Le même jour, Rachid Boudjedra a attiré la foule au stand des éditions Frantz Fanon au niveau du pavillon central. L’écrivain est venu signer son dernier roman « La dépossession » (paru en France aux éditions Grasset), la nouvelle édition algérienne de « L’escargot entêté » (publié la première fois en 1977) et le pamphlet qui fait polémique « Les contrebandiers de l’Histoire ».

Assailli par les journalistes, il a préféré parler du roman « La dépossession » qui s’inspire de l’histoire du vol des œuvres de l’artiste-peintre français Albert Marquet après l’indépendance de l’Algérie dans des conditions encore inconnues.

« Marquet est venu en Algérie pour faire du tourisme avant d’épouser une militante du parti communiste qui défendait la cause des domestiques algériennes chez le colons, les Fatma. Il a, après son départ, laissé beaucoup de tableaux qui ont disparu. La dépossession se veut une parabole sur d’autres dépossessions constatées depuis l’indépendance à nos jours », nous a déclaré Rachid Boudjedra. Il a expliqué que la question de la corruption est au cœur de cette œuvre. « La dépossession » se veut donc un roman à dimension politique et historique avec un fond autobiographique. Encore enfant, Rachid Boudjedra avait découvert une toile de Marquet dans le bureau de son oncle, expert-comptable.

Chekirou, Bagtache et Hadir

Vendredi aussi, Salah Chekirou a signé son nouveau roman « L’otage », paru au Canada. C’est l’histoire d’une infirmière canadienne kidnappée par des terroristes dans l’Algérie des années 1990.  Salah Chekirou publie aussi « Rendez-vous à El Qods », un autre roman édité au Liban et en Algérie.

« La pluie raconte son parcours » est le nouveau roman de Merzac Bagtache, paru aux éditions Anep. Lors de la vente-dédicace, il était aussi aux côtés du jeune Riadh Hadir qui publie son premier roman, « Pupille », un récit de fiction. «C’est une dystopie quelque peu satirique. Cela se passe dans le futur après un conflit global. J’évoque un choc des cultures entre l’Union occidentale et le nouveau Maghreb islamisé et complètement uni. Dans cette configuration, il y a des zones du monde qui sont un peu oubliées et négligées. Avec le détachement que me procure le déplacement dans le futur, j’aborde des sujets qui aujourd’hui me tiennent à cœur comme la recherche d’une certaine identité saine en Algérie. Une identité qu’on néglige par dédain », souligne Riadh Hadir.

Des questions que pose post-modernes de l’Irakien Ali

Jeudi, Ali Bader, l’écrivain irakien, a lui aussi, évoqué l’identité et la situation tragique de son pays, menacé d’éclatement pour des considérations géostratégiques.

Entrées tirées d'une collection:

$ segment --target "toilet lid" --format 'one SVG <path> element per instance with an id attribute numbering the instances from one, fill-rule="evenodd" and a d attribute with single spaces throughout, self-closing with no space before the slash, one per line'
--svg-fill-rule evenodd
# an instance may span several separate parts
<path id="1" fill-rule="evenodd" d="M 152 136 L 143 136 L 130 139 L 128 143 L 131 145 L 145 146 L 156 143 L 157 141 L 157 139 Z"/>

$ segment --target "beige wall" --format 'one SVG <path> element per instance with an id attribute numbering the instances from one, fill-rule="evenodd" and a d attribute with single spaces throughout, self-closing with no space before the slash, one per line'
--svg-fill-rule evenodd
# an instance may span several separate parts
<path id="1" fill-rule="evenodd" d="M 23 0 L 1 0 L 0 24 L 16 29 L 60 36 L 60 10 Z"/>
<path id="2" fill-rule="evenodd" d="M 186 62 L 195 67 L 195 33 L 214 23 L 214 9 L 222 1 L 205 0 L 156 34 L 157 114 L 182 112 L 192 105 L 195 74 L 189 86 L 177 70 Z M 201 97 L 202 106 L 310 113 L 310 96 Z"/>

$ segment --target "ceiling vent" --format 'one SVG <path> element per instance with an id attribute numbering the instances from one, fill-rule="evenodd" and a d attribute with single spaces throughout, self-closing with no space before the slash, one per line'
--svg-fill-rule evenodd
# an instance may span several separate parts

Consignes:
1) Dans l'extrait sur les séances de dédicace, recopie le passage de « Jeudi, Ali Bader, l’écrivain » jusqu'à « des considérations géostratégiques. » inclus, en remplaçant « Jeudi » par « Samedi ».
2) Réponds à ces questions à partir de l'extrait sur les séances de dédicace :
(a) Quel est le titre du dernier roman de Rachid Boudjedra ?
(b) Dans quel pays est paru le roman « L'otage » de Salah Chekirou ?
(c) Chez quel éditeur est paru « La pluie raconte son parcours » de Merzac Bagtache ?
3) Poursuis l'extrait sur les séances de dédicace après sa dernière phrase.

Résultats finaux:
1)
Samedi, Ali Bader, l’écrivain irakien, a lui aussi, évoqué l’identité et la situation tragique de son pays, menacé d’éclatement pour des considérations géostratégiques.

2)
(a) « La dépossession »
(b) Au Canada
(c) Aux éditions Anep

3)
« J’écris pour raconter la nation irakienne. Dans mes livres, je questionne l’identité, la patrie et la nation. Des questions que pose le post modernisme. L’Irak est un pays poétique par excellence. Ces dernières dix années, les Irakiens se sont mis à lire énormément les romans. Il faut dire aussi que les Irakiens ne font plus confiance aux sciences sociales. Ils tentent donc de trouver des réponses dans la littérature », a expliqué Ali Bader, connu par le roman « Papa Sartre », traduit en plusieurs langues.

La Syrienne Lina Hawyan Al Hassan, qui a fui la douleur d’avoir perdu un frère à Damas pour s’établir à Beyrouth, a, l’émotion dans la voix, raconté ce qui se passe dans son pays. « Je n’ai pas quitté mon pays pour des raisons politiques, mais personnelles.  J’ai voulu libérer ma colère et ma tristesse dans le roman « Les loups n’oublient pas ». Là, je ne peux pas écrire sur les événements actuels. Les romanciers qui sont en Syrie disent qu’ils écrivent en toute liberté »,  confie Lina Hawyann Al Hassan qui vient de publier « La fille du pacha », roman sur les premières actions d’émancipation de la femme en Syrie. Un retour sur « Al zaman al jamil » (les temps merveilleux), selon  Lina Hawyan Al Hassan.

Islam et Occident : regards croisés ?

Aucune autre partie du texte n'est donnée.